== Assignment 1 ==
Answer these questions using the text about Sir Lewis Hamilton.
(a) What did he set up to improve representation of Black people in UK motorsport?
(b) In what year did he launch Mission 44?
(c) How much did he donate to social and charitable causes the following year, and what share of his wealth was that?
== Assignment 2 ==
Carry on the text about Sir Lewis Hamilton from the point where it stops.

== Extracted text ==
-------------------------
She told the Evening Standard that LFW has “this brilliant halo effect for the whole of the British fashion industry, from textiles to streetwear brands and retailers. There’s a lot on the shoulders of the designers that are showing but the halo effect on all of the young businesses is massive.”
Sir Lewis Hamilton
As a world record-holding Formula 1 champion, Sir Lewis Hamilton’s (pictured top) impact in the sporting world cannot be overstated, but it is his philanthropy and advocacy that truly inspires a generation. He is known for taking a stand on and off the track, whether taking the knee for Black Lives Matter and speaking out against racism – he set up The Hamilton Commission to improve representation of Black people in UK motorsport – or being a staunch ally for LGTBQ* communities around the world.
If that wasn’t enough, Sir Lewis launched his charitable foundation, Mission 44, in 2021 to empower young people from underserved and disadvantaged communities. He donated £20m – 6.7% of his wealth – to social and charitable causes the following year. »
-------------------------
(Data items)
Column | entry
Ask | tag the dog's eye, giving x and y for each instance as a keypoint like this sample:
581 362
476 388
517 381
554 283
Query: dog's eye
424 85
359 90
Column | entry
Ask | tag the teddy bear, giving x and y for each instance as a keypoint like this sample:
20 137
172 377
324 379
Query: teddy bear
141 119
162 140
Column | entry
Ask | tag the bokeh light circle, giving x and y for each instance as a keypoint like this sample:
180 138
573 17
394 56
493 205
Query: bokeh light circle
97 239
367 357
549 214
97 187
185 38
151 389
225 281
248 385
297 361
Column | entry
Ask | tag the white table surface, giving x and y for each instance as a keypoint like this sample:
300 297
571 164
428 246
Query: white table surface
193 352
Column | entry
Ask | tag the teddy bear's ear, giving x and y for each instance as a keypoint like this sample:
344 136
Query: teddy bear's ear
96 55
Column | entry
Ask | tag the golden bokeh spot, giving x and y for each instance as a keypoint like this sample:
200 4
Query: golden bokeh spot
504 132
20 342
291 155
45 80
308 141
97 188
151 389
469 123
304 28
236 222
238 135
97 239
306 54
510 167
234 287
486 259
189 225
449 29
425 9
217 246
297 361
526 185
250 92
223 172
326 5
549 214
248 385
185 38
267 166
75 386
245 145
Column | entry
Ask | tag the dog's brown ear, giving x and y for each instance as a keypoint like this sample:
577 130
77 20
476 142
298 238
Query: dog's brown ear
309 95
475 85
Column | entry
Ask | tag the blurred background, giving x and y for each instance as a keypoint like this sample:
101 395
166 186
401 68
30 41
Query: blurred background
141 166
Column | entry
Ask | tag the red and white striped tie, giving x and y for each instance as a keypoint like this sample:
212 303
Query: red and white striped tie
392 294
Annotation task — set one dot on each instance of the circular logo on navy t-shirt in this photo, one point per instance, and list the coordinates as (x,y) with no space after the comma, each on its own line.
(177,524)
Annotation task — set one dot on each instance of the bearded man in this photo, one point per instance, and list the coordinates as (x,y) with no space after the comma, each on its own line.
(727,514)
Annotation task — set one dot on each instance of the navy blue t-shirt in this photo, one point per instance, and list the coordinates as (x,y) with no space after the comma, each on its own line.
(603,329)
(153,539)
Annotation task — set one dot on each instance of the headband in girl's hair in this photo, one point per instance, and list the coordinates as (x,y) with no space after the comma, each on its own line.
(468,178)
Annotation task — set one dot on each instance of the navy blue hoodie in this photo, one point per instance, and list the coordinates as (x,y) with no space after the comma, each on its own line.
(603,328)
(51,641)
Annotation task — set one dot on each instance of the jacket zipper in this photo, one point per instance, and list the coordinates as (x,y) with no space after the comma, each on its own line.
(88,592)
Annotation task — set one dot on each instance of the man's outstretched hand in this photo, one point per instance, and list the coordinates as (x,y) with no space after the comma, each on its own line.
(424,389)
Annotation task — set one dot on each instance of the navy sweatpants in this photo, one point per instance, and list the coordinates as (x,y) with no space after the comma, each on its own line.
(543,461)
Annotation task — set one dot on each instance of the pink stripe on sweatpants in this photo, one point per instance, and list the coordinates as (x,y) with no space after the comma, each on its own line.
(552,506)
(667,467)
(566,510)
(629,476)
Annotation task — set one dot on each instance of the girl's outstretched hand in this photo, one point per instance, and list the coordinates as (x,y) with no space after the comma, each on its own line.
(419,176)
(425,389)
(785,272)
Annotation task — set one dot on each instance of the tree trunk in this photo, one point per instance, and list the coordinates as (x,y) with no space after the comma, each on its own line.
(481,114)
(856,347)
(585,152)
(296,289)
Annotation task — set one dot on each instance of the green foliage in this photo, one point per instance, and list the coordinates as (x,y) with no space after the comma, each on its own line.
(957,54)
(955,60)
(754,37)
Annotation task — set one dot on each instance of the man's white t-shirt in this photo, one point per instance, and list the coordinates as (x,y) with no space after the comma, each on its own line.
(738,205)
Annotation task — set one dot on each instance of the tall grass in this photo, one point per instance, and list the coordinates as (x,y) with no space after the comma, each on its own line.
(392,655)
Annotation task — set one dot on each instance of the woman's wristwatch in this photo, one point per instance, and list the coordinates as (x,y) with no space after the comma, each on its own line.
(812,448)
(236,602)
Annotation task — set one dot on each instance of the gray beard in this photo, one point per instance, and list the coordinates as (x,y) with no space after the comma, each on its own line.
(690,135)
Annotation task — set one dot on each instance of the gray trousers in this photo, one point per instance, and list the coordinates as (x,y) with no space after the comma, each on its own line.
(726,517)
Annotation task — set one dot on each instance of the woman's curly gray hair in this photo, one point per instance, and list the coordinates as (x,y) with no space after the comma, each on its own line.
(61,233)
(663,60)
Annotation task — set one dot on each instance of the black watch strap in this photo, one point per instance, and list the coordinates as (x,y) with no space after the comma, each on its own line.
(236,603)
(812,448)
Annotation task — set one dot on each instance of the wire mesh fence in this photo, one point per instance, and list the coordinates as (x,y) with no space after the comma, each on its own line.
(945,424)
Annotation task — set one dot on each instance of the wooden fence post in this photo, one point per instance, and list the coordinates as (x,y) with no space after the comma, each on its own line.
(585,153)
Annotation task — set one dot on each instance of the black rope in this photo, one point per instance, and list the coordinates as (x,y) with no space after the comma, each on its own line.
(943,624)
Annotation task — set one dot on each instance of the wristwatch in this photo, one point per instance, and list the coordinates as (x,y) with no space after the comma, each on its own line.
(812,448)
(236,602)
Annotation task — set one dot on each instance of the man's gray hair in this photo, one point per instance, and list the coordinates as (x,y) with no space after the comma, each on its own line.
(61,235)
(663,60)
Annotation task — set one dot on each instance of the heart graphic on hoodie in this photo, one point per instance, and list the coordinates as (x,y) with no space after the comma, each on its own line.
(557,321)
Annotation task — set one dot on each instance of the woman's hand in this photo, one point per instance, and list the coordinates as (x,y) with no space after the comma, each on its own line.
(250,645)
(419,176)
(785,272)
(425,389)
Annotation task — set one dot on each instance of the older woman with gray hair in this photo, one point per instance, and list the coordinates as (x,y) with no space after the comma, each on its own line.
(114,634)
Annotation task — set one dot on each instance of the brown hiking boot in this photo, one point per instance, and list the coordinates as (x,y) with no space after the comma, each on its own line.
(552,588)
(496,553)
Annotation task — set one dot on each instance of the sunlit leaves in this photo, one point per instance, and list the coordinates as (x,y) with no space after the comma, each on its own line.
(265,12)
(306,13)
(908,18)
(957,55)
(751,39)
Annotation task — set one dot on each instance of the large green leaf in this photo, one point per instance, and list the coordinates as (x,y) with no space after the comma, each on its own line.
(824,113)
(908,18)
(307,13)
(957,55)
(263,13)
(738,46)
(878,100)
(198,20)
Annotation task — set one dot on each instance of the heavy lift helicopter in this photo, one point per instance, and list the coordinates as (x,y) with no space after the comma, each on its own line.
-------------------------
== Task result 1 ==
(a) The Hamilton Commission
(b) 2021
(c) £20m, which was 6.7% of his wealth

== Task result 2 ==
In the modern world, technology is a potent catalyst, driving the boundaries of what’s possible. The leaders and vanguards of this domain harness the power of digital realms and new industries to usher in an epoch of solutions, seamlessly melding tradition and innovation
Since founding 23andMe in 2006, co-founder and CEO Anne Wojcicki (pictured above) has put health into users’ hands with her pioneering take on home DNA kits. 23andMe has helped more than 13 million people learn more about their genetic heritage and amassed the second-largest genetic database of any company. Today, a handy app features genetic family history, health reports (including genetic indicators of ailments like Parkinson’s Disease and Type 2 Diabetes), and more quirky reveals (such as whether you’re likely to enjoy coriander, fear public speaking or hold in tune).
And with a range of scientific and research partnerships planned, Anne’s hope is that 23andMe will help the medical community. She wrote for fortune.com of her hopes that by understanding genetic variants, we can “use that knowledge to guide healthcare and lifestyle decisions to help prevent the disease or find it earlier.”
In 2018, Adrian Hallmark joined heritage luxury car marque Bentley Motors for a second time in his career, when he became Chairman and CEO. He previously held a board role in sales and marketing, redefining the brand with a growth strategy for a new generation of cars. Now, he is putting Bentley at the forefront of technological growth with its first EV with self-driving capability, due to launch in 2025.
While Adrian has already mastered the hybrid space, the fully-electric Bentleys will offer top performance – the first will have up to 1,400bhp and 0-60 miles per hour in 1.5 seconds – combined with cutting edge technology, with fully automated driving to follow. “Somebody once said to me, “Imagining the future is easy, but managing the transition is tough.’,” he told Entrepreneur Magazine. “We really want to create a positive impact, not only in terms of carbon emission, but in terms of values and making the world a little bit better as well.”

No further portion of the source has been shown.